## Prompt
Return the lines below that contain "painted".

(Beginning of Provided information)

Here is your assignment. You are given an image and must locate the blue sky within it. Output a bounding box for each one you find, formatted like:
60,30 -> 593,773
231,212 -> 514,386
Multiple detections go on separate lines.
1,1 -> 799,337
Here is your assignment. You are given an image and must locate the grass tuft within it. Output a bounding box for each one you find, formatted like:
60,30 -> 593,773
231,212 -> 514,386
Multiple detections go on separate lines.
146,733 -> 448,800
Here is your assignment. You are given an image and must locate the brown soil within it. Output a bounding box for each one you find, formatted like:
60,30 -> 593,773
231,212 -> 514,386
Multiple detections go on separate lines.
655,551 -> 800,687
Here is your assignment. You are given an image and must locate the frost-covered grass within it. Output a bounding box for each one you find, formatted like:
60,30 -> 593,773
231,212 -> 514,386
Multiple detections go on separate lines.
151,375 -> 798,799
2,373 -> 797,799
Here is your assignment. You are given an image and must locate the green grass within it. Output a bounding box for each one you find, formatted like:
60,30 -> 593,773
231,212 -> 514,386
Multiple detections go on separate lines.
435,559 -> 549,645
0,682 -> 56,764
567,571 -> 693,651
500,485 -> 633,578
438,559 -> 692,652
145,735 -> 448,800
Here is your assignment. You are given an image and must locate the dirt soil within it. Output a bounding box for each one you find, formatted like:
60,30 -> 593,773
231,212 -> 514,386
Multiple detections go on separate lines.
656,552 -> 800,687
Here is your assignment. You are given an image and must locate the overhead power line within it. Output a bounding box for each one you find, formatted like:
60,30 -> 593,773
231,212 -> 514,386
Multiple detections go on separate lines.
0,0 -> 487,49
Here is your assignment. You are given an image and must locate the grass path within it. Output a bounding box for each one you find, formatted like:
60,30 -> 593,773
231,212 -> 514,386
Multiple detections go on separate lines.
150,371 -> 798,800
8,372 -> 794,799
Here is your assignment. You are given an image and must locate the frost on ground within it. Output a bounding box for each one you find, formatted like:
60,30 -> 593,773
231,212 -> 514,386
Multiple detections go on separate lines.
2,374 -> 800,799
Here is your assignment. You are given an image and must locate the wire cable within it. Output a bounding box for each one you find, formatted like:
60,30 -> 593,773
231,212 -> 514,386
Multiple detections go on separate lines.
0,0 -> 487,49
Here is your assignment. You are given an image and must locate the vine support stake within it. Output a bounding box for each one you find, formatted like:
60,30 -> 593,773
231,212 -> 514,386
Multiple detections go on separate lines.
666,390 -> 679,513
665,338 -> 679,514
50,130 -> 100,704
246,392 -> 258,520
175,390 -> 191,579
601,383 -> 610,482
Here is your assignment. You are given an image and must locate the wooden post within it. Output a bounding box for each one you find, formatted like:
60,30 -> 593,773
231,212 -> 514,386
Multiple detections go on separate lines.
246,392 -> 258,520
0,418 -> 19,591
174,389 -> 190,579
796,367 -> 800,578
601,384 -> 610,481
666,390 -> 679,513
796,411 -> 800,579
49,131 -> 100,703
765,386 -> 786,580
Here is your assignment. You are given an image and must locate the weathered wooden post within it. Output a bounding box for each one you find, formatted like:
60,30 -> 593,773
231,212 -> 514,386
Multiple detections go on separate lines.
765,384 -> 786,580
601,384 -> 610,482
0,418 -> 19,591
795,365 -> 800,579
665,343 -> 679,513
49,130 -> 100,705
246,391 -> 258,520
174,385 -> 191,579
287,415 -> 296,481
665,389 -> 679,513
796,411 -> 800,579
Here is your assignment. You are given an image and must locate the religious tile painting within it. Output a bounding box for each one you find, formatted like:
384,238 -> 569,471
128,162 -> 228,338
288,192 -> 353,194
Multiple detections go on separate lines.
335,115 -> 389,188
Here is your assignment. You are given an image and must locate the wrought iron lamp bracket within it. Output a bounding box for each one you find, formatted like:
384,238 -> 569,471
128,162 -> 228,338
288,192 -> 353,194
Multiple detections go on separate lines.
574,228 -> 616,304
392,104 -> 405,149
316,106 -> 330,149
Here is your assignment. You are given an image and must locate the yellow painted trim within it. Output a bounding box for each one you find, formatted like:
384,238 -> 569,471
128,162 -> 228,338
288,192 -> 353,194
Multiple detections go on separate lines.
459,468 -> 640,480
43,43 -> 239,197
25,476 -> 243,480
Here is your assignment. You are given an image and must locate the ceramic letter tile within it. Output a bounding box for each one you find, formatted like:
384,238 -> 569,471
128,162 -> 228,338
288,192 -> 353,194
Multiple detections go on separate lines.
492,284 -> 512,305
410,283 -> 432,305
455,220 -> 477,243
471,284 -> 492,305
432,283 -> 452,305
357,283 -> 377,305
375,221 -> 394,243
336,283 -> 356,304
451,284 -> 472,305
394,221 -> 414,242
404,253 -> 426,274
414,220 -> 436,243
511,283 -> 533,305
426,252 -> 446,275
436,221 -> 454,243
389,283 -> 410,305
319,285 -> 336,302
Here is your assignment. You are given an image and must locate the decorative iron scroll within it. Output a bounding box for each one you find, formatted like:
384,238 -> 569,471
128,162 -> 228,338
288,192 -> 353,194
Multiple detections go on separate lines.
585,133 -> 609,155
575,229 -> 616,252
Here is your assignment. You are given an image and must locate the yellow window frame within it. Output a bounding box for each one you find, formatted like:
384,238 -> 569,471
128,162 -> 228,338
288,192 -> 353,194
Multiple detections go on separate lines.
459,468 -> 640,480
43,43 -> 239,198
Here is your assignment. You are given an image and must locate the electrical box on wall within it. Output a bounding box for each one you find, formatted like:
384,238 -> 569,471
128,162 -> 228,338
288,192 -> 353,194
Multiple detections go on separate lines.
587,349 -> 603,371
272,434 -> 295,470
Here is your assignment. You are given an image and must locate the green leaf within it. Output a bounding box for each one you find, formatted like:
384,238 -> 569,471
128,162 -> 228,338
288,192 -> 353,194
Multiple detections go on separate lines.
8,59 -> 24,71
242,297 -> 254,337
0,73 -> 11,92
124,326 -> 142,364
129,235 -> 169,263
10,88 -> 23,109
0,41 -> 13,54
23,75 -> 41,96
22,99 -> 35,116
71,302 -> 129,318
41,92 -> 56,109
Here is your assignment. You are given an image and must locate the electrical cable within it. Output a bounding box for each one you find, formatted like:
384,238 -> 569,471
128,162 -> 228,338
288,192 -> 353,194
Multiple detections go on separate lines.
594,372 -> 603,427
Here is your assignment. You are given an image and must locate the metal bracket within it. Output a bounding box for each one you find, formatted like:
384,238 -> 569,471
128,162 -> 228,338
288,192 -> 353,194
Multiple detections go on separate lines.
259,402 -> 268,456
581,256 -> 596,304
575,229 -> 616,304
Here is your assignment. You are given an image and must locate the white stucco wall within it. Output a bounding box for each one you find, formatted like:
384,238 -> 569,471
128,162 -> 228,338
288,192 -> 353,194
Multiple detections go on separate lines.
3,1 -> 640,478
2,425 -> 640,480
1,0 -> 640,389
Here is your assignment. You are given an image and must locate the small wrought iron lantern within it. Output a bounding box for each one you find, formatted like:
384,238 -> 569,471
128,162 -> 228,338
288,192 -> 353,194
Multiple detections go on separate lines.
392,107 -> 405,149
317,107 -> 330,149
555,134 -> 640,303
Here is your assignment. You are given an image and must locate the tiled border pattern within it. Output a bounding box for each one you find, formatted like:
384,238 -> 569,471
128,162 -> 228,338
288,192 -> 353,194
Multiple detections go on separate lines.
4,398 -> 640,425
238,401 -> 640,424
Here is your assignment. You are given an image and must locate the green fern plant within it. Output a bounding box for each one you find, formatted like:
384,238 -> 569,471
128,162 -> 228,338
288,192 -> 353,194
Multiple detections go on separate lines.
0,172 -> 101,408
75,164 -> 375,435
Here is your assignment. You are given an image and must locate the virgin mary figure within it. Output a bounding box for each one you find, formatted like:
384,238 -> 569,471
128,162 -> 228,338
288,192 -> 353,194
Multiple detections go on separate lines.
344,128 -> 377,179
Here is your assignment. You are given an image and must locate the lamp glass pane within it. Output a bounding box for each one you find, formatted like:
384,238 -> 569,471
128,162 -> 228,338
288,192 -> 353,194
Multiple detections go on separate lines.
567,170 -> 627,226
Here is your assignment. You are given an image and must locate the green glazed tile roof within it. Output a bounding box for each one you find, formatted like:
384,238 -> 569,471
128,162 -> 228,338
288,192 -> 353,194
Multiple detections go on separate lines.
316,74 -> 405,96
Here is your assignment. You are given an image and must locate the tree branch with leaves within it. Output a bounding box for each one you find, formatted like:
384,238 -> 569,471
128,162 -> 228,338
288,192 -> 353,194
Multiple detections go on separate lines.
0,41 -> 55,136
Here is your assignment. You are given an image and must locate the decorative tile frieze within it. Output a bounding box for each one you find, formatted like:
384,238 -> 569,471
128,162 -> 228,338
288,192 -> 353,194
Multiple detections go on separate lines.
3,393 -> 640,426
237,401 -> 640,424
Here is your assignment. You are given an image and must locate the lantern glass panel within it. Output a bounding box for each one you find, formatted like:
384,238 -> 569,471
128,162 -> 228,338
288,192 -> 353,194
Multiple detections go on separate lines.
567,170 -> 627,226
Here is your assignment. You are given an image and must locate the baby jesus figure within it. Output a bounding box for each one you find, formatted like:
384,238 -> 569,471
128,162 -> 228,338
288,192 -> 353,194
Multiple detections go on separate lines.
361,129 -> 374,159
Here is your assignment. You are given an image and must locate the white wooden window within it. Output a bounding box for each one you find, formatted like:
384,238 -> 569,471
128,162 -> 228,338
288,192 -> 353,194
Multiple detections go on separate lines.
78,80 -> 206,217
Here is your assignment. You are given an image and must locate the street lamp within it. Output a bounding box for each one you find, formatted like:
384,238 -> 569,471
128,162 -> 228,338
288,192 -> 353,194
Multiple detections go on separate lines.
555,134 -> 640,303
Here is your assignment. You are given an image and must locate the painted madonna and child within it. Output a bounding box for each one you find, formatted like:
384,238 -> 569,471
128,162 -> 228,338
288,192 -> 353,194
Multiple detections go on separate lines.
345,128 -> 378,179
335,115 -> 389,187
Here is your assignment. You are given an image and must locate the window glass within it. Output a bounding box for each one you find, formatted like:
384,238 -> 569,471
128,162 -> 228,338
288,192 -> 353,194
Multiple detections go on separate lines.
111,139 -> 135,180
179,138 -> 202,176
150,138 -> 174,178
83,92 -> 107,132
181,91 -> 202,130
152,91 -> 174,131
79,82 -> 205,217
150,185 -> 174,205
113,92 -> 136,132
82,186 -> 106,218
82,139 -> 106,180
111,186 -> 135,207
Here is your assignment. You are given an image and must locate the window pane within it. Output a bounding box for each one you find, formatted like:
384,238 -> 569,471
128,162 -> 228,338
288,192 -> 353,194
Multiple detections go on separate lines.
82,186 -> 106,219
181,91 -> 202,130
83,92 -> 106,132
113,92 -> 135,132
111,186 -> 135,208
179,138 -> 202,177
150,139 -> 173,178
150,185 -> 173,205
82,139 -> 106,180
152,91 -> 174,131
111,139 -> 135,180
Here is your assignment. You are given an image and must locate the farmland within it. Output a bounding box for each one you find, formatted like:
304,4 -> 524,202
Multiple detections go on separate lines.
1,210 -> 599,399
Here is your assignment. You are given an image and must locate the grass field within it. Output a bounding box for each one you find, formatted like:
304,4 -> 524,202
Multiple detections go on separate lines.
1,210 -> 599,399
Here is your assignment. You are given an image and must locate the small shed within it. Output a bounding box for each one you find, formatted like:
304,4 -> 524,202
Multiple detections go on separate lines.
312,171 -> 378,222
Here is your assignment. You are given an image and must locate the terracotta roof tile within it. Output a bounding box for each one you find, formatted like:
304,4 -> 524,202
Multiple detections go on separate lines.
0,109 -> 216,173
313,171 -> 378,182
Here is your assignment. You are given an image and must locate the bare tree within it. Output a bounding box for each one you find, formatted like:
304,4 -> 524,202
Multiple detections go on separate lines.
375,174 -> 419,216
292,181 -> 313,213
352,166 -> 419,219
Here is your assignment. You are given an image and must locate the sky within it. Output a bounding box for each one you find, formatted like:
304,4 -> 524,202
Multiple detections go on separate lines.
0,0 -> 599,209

(End of Provided information)

## Result of this task
Here is your assignment. You are given an image and must locate the yellow painted trim within it. Output a bounding box for each one you find, formatted like:
Here is your assignment. You are given an image and must locate the painted madonna and child within it. Output a bounding box for each one you find, formatted like:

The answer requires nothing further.